* WORK REQUIRED *
Write out the records that appear below, verbatim and complete, but without pictures.

** Start of RECORDED INFORMATION **

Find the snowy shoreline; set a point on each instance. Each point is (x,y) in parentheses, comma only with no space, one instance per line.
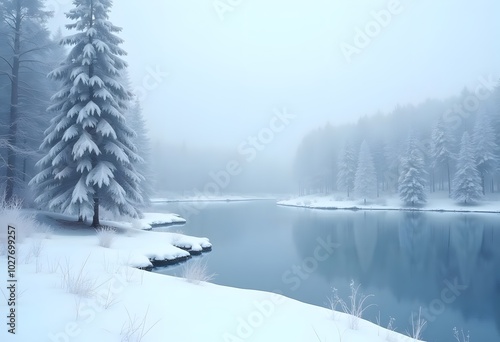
(100,294)
(436,203)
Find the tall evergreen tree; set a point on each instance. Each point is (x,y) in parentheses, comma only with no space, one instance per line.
(90,160)
(441,150)
(467,180)
(485,147)
(365,182)
(346,168)
(412,179)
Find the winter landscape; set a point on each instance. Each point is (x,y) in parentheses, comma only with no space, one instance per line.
(249,171)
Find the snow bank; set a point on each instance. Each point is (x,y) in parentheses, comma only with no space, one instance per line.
(74,290)
(149,221)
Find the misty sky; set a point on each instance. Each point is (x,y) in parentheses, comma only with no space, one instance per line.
(229,71)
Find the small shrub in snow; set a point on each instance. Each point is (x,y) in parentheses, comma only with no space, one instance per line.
(355,307)
(417,325)
(77,282)
(106,235)
(196,271)
(135,328)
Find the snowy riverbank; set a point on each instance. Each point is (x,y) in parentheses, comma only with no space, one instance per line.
(436,202)
(71,289)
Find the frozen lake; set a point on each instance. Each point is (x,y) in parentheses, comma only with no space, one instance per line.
(447,264)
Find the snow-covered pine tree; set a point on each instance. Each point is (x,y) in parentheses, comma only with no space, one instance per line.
(365,181)
(441,150)
(413,177)
(346,168)
(467,180)
(90,157)
(485,147)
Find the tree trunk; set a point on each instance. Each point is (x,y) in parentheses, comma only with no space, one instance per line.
(449,179)
(95,219)
(14,101)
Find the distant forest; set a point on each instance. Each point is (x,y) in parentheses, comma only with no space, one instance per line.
(437,127)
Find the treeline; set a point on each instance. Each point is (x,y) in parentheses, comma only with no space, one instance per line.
(409,148)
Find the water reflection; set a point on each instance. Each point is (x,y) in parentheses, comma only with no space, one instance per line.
(418,257)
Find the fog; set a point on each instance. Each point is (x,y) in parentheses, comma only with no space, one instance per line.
(213,75)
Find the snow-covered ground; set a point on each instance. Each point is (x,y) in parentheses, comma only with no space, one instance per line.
(149,221)
(436,202)
(71,289)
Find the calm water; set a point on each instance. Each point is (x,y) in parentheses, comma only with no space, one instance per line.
(446,263)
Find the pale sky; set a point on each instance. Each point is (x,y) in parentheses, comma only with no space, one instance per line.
(226,77)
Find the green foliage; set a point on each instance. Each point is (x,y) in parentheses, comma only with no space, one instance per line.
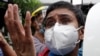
(29,5)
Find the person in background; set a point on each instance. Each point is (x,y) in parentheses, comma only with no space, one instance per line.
(63,29)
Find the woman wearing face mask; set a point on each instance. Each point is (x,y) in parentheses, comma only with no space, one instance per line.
(37,29)
(63,30)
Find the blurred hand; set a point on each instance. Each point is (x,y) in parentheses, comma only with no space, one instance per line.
(6,48)
(20,35)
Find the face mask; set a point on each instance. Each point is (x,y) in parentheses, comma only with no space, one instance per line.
(41,30)
(61,39)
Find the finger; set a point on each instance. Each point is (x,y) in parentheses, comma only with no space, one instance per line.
(28,24)
(16,12)
(18,24)
(9,19)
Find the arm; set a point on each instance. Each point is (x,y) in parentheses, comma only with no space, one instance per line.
(6,48)
(20,35)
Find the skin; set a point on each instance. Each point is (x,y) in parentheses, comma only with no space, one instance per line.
(66,17)
(20,35)
(35,23)
(6,48)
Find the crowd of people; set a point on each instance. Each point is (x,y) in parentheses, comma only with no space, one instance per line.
(59,33)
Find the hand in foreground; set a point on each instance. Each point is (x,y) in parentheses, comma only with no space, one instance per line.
(20,35)
(6,48)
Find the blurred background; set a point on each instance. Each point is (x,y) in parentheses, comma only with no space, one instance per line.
(32,5)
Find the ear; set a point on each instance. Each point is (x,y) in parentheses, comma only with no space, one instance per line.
(81,34)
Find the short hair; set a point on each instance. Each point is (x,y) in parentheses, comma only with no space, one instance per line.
(62,4)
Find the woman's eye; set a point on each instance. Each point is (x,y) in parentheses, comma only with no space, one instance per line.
(64,20)
(50,23)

** End of RECORDED INFORMATION **

* ANSWER FOR THIS EXERCISE *
Find the snowy shoreline; set a point on each instance. Each point is (x,y) in parentheses, comma only with no space, one instance per line.
(100,294)
(436,203)
Find the tall evergreen tree; set a point on each instance. Each point is (x,y) in parentheses, comma only with no space, one instance per line.
(90,160)
(441,150)
(467,180)
(485,147)
(365,182)
(346,168)
(412,179)
Find the winter landscape; set a point on each instance. Each point is (x,y) in parentheses, comma only with no space, one instance per line.
(249,171)
Find the snow bank; set a point on each instance. Each point is (x,y) in parentheses, comma only with no space, one instance per line.
(74,290)
(149,221)
Find the misty sky; set a point on each instance. Each point is (x,y) in parentheses, comma only with no space, one instance per line.
(229,71)
Find the small shrub in snow; set a point on each instance. Each point is (x,y) in parentheses, comma only with no space, one instance per line.
(355,307)
(417,325)
(77,282)
(106,235)
(196,271)
(135,328)
Find the snowy riverbank; set a point on each instance. Each point is (x,y) in parentheses, comma only with no space, one instance per line.
(436,202)
(71,289)
Find the frozen lake; set a point on each instance. Each point is (x,y) in parentheses, comma only with no space, one instance per line.
(447,264)
Find the snow-covered pine tree; set a point on each instance. Each point is (x,y) in parentheses, comma only with no space, one instance per line.
(365,181)
(441,150)
(413,177)
(346,168)
(467,180)
(90,157)
(485,147)
Find the tree trunk; set a point on each instance. Each point is (x,y) in parentheses, comma only with no space, one instance per line.
(449,179)
(95,219)
(14,101)
Find the distant forest; set a point on each instance. Each point is (x,y) in parentheses, comma only with no space, one instance per line.
(437,127)
Find the treeline; set a point on each instance. Each point is (x,y) in parentheses, comma only with no space, one instance per line.
(409,148)
Find the water reflection; set a point on each instance. Each point is (x,y) in parentheses, comma only with no space, one instance per line.
(418,257)
Find the fog; set a point on each instance. Each point is (x,y) in parentheses, comma only with no space, one instance per line.
(213,75)
Find the snow-covered ground; set a point on each instance. Each point is (x,y) in parentheses, comma only with no space, one instance per line.
(149,221)
(436,202)
(71,289)
Find the calm water; set a point on each instance. Each point is (x,y) in parentheses, comma only with no space, one instance per line.
(446,263)
Find the pale sky; set a point on each instance. Each point is (x,y) in parentheses, comma only with no space, one instance per line.
(226,77)
Find the green foliage; set a point on each instance. Each point is (x,y) in parentheses, comma only with no space, one instance per line.
(29,5)
Find the person in background; set a point on each instance. Each point is (x,y) in parentheses, comma only with no space, one instance per line.
(63,29)
Find the woman wearing face mask; set a point on each instance. Each point is (x,y) in parentheses, comma only with no space, one instance per line.
(37,29)
(63,30)
Find the blurred hand; set a point on each instance. Each point is (x,y) in parentheses, comma only with no space, one instance per line.
(6,48)
(20,35)
Find the face mask; set a point on each instance. Each point is (x,y) in parentheses, comma only with no space, one instance per line.
(41,30)
(61,39)
Find the finger; set a point on each instance. Each point is (x,y) in parentheses, comma only with no space, one instance per line.
(28,24)
(16,12)
(18,24)
(9,19)
Find the arm; set a point on each instance. Each point is (x,y) in parentheses, comma only with no space, one instance per line.
(6,48)
(20,35)
Find the skin; set a point on each instance. Each point is (x,y) in parentheses, comma only with no space, one instance per line.
(66,17)
(20,35)
(35,23)
(6,48)
Find the crowd of people; set a point on each instance. Each point is (x,y) in parentheses, comma only with no space, one instance per line.
(59,33)
Find the hand in foreground; set a point on each instance. Each point is (x,y) in parentheses, comma only with no space, one instance per line.
(20,35)
(6,48)
Find the blurred background; set a point on each instance. Each point is (x,y) in parentheses, comma only with no space, one instance per line.
(32,5)
Find the ear; set a point on each instance. Each point is (x,y) in parentheses, comma only with no space, one instance per line.
(81,34)
Find the short hair; set a point on each instance. Each point is (x,y) in parentheses, comma only with no space, one instance per line.
(62,4)
Find the woman's eye; set a point on each instance. Each point is (x,y) in parentheses, comma only with no space, one instance per line.
(64,20)
(50,23)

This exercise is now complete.